> **TEXT SEGMENT**
=== Section Start ===

The circa 1900 Masonic Temple Lodge in downtown Oregon, Illinois is built in the Classical Revival style. A three-story yellow brick building, the facade is accented with ivory brick work. The ivory treatment creates a quoin effect on the upper stories through raised stretches of ivory colored brick. The second story windows, while boarded over, are laid out in sets of three surrounding a smaller central window. Between and surrounding the windows on the second story is extensive raised ivory brick work. The third floor windows, also boarded over, are set in a row of five, with, again, extensive brick work between the bays. Between the second and third story windows a name plate is engraved with "Masonic Temple."

=== Section End ===

> **EXTRACTED DATA**
=== Section Start ===

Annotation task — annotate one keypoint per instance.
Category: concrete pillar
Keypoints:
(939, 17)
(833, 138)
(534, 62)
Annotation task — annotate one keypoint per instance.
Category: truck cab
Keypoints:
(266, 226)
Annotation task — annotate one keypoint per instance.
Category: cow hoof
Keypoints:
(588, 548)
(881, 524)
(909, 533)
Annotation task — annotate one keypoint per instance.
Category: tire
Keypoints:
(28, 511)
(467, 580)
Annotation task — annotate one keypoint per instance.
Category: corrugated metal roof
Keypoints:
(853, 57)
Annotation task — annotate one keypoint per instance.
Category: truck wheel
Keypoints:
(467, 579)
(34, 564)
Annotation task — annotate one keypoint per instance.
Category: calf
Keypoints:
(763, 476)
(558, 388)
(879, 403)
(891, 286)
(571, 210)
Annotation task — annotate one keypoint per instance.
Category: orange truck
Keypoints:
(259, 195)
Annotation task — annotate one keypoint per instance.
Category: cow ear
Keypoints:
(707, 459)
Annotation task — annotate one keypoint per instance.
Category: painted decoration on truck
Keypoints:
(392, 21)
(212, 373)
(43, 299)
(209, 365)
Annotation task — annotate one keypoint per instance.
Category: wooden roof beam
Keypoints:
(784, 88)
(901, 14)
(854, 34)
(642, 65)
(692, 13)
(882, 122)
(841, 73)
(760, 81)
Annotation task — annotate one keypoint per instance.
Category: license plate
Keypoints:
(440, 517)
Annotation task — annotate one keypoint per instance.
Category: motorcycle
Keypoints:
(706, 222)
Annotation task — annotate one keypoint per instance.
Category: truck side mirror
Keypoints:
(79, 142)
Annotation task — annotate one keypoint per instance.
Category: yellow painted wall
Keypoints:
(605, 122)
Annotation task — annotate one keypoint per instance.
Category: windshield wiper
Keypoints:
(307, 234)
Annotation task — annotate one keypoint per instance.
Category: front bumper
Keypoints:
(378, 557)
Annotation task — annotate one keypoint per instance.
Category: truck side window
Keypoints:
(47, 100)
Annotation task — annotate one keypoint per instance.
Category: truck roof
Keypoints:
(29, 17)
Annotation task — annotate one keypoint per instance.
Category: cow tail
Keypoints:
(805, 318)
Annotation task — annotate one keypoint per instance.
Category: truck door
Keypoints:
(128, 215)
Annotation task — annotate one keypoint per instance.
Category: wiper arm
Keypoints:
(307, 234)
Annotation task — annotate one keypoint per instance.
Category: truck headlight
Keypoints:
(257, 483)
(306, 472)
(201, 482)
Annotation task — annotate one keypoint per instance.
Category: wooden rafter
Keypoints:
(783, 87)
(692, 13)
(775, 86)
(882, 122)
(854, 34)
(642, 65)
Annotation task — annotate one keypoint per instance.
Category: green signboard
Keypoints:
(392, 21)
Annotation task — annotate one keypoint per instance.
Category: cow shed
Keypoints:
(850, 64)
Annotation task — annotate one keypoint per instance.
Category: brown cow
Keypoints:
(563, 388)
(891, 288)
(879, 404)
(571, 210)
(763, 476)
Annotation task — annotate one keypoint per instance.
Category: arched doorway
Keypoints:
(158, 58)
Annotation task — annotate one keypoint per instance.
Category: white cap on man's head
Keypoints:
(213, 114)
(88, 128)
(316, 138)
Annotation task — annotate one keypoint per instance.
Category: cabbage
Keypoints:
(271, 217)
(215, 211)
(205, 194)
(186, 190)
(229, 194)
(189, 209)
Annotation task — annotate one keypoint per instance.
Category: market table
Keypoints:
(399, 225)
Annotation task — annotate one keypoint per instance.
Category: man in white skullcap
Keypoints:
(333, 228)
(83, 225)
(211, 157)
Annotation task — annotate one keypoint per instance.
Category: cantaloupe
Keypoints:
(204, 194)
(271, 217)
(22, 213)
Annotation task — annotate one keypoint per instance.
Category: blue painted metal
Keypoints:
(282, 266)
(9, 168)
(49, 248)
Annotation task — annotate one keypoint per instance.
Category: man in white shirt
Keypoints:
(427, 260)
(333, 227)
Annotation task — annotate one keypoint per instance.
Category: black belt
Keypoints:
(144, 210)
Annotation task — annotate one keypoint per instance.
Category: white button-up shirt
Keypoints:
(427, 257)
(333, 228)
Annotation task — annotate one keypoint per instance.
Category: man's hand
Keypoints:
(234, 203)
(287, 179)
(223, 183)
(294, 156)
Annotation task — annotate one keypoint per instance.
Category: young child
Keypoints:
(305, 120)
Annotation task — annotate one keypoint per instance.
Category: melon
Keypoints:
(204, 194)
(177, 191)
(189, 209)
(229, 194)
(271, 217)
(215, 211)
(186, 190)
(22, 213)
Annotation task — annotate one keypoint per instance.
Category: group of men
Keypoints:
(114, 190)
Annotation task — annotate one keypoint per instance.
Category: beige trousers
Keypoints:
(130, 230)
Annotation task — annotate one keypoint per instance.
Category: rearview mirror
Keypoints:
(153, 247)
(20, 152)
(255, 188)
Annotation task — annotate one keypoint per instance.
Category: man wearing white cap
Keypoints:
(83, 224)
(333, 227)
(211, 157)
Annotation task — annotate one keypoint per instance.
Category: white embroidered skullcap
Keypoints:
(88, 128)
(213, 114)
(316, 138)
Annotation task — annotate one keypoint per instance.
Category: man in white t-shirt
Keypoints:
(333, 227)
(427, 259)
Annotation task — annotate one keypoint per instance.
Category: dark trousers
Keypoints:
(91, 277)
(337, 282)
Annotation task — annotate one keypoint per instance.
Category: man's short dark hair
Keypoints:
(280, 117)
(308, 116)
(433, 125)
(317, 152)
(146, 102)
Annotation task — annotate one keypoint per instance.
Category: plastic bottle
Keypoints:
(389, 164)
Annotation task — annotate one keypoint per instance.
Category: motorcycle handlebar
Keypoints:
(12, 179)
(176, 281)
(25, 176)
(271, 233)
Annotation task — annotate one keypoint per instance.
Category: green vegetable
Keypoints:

=== Section End ===

> **SET OF TASKS**
**A)** From the description of the Masonic Temple, list everything it states about the second-story windows.
**B)** Pick up the description of the Masonic Temple after its last sentence and carry it on in the same style.

> **YOUR WRITTEN ANSWERS**
**A)**
- They are boarded over.
- They are laid out in sets of three.
- They surround a smaller central window.
- Extensive raised ivory brick work lies between and around them.

**B)**
At the apex of the building is a low pitched, triangular parapet/pediment. A central raised shield above the parapet is etched with the date "1900" as well as the Masonic emblem. Around the pediment is more ivory brick work, dentils and three corbelled courses. Dangling from the second story of the building, above the door, is a milk glass globe sign emblazoned with the lodge number, the Masonic symbol and a building dedication.

Most of the building's original doorways have been altered. On the building's interior is a main central staircase in a two-story entrance bay which leads to the upper floor. The entrance to the second floor, beyond the main central staircase, consists of a low ogee arch over a solid wood door. A lower transom is etched with the Masonic symbol.